> **WHAT TO DO**
All records below must be retyped exactly.

> **EXERCISE INPUTS**
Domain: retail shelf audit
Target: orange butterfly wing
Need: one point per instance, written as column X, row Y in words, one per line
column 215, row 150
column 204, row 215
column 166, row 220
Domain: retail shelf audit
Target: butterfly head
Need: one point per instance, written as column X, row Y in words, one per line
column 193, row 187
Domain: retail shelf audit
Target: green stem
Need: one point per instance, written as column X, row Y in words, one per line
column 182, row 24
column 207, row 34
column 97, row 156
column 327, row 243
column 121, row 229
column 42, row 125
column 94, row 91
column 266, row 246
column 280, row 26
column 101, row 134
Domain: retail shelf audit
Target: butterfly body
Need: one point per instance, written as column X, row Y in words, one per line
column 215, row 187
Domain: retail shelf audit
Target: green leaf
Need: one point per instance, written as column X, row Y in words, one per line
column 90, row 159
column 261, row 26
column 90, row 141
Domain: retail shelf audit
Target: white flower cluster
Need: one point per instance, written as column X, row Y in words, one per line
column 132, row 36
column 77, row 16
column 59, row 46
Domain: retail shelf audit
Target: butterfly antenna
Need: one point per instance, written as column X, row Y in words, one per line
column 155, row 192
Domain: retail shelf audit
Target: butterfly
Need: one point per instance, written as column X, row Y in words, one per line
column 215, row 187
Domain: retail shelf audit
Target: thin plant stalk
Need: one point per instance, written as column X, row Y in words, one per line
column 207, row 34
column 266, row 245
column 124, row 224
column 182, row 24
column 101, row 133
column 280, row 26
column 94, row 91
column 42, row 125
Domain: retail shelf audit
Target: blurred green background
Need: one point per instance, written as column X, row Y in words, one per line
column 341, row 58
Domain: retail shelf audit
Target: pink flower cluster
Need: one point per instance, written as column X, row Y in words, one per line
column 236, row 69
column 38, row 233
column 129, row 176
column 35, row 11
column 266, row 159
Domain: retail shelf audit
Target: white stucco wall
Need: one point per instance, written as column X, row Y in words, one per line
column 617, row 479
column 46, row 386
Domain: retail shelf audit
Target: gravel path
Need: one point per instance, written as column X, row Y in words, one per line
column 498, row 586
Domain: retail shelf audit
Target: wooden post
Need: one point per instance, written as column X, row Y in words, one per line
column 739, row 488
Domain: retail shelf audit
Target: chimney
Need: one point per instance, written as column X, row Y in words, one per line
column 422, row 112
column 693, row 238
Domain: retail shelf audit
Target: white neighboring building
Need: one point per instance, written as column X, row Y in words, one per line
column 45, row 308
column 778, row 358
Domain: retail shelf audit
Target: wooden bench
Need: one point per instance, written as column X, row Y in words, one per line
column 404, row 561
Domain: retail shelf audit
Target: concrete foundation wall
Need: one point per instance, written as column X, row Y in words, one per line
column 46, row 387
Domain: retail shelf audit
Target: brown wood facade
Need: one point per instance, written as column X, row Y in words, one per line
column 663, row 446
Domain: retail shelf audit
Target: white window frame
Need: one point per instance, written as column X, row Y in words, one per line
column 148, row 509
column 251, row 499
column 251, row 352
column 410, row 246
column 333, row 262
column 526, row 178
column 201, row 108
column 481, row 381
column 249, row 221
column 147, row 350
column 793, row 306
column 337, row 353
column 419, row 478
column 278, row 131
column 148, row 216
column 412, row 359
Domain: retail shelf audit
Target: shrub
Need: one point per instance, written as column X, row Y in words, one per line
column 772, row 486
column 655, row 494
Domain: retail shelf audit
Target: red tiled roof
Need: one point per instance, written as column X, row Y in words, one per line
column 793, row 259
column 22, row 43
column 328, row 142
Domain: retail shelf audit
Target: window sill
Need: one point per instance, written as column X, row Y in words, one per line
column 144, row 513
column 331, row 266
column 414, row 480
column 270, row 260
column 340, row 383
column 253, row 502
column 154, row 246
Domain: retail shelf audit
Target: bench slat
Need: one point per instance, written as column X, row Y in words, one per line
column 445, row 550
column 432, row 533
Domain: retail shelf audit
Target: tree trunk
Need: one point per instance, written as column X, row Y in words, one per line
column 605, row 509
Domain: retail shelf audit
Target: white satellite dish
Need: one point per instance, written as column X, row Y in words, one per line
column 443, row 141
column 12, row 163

> **ANSWER FOR THE TASK**
Domain: retail shelf audit
Target: orange butterfly wing
Need: one point per instance, written as column X, row Y in words, one per line
column 215, row 150
column 204, row 215
column 166, row 220
Domain: retail shelf audit
Target: butterfly head
Need: one point per instance, written as column X, row Y in words, one per line
column 193, row 187
Domain: retail shelf audit
Target: green stem
Need: one point per instance, written as column X, row Y in words, one per line
column 182, row 24
column 207, row 34
column 97, row 156
column 327, row 243
column 121, row 229
column 42, row 125
column 94, row 91
column 266, row 246
column 280, row 26
column 101, row 134
Domain: retail shelf audit
Target: butterfly body
Need: one point per instance, written as column X, row Y in words, one per line
column 215, row 187
Domain: retail shelf audit
Target: green leaf
Need: one point per instance, written as column X, row Y in words, one per line
column 90, row 159
column 261, row 26
column 90, row 141
Domain: retail shelf audit
Target: white flower cluster
Need: one point per instance, written as column X, row Y in words, one per line
column 132, row 36
column 77, row 16
column 59, row 46
Domain: retail shelf audit
Target: butterfly antenna
Need: one point per instance, written as column X, row Y in words, one per line
column 155, row 192
Domain: retail shelf audit
Target: butterfly
Need: one point per instance, written as column X, row Y in words, one per line
column 215, row 187
Domain: retail shelf audit
Target: thin plant stalk
Need: one point per instance, written as column X, row Y in words, one per line
column 207, row 34
column 266, row 245
column 124, row 224
column 182, row 24
column 101, row 133
column 280, row 26
column 94, row 91
column 42, row 125
Domain: retail shelf audit
Target: blurred green background
Need: one point per instance, written as column X, row Y in words, one per line
column 341, row 58
Domain: retail shelf audit
Target: pink flower cluster
Need: one point per instance, written as column X, row Y in words, one per line
column 236, row 69
column 38, row 233
column 129, row 176
column 35, row 11
column 266, row 159
Domain: retail shelf audit
Target: white stucco wall
Need: one point per instance, written as column X, row Y in words, one per line
column 617, row 479
column 46, row 386
Domain: retail shelf audit
Target: gravel path
Need: one point per instance, written as column X, row Y in words, one per line
column 498, row 586
Domain: retail shelf audit
Target: wooden post
Need: one point per instance, written as column X, row Y in words, one per line
column 739, row 488
Domain: retail shelf audit
Target: chimney
Need: one point per instance, written as column X, row Y in words, one per line
column 422, row 112
column 693, row 238
Domain: retail shelf audit
Target: white neighboring building
Need: one point per instance, written as column X, row Y in words, one per line
column 45, row 308
column 778, row 358
Domain: retail shelf audit
Target: wooden bench
Need: one point per instance, written as column X, row Y in words, one per line
column 404, row 561
Domain: retail shelf audit
Target: concrete foundation wall
Need: one point per instance, written as column X, row Y in words, one per line
column 46, row 387
Domain: retail shelf audit
Target: brown wood facade
Need: one point per instance, written as column X, row Y in words, one per line
column 663, row 446
Domain: retail shelf audit
Target: white window frame
Need: one point per instance, written as column X, row Y in words, one per line
column 148, row 509
column 251, row 499
column 251, row 352
column 410, row 246
column 333, row 262
column 526, row 178
column 201, row 108
column 481, row 381
column 249, row 221
column 147, row 350
column 793, row 306
column 337, row 353
column 419, row 478
column 278, row 131
column 148, row 216
column 412, row 359
Domain: retail shelf audit
Target: shrub
Need: one point per instance, written as column X, row Y in words, one per line
column 772, row 486
column 655, row 494
Domain: retail shelf audit
Target: red tiled roof
Need: one point per instance, written as column X, row Y in words, one per line
column 793, row 259
column 22, row 43
column 328, row 142
Domain: retail shelf audit
Target: window sill
Need: one point per instance, written as column X, row Y in words, one per line
column 144, row 513
column 331, row 266
column 414, row 480
column 270, row 260
column 340, row 383
column 253, row 502
column 154, row 246
Domain: retail shelf audit
Target: bench slat
Need: one point per instance, written as column X, row Y in words, one per line
column 445, row 550
column 432, row 533
Domain: retail shelf audit
Target: tree trunk
Need: one point per instance, written as column X, row Y in words, one per line
column 605, row 509
Domain: retail shelf audit
Target: white satellite dish
Need: one point per instance, written as column X, row Y in words, one per line
column 443, row 141
column 12, row 163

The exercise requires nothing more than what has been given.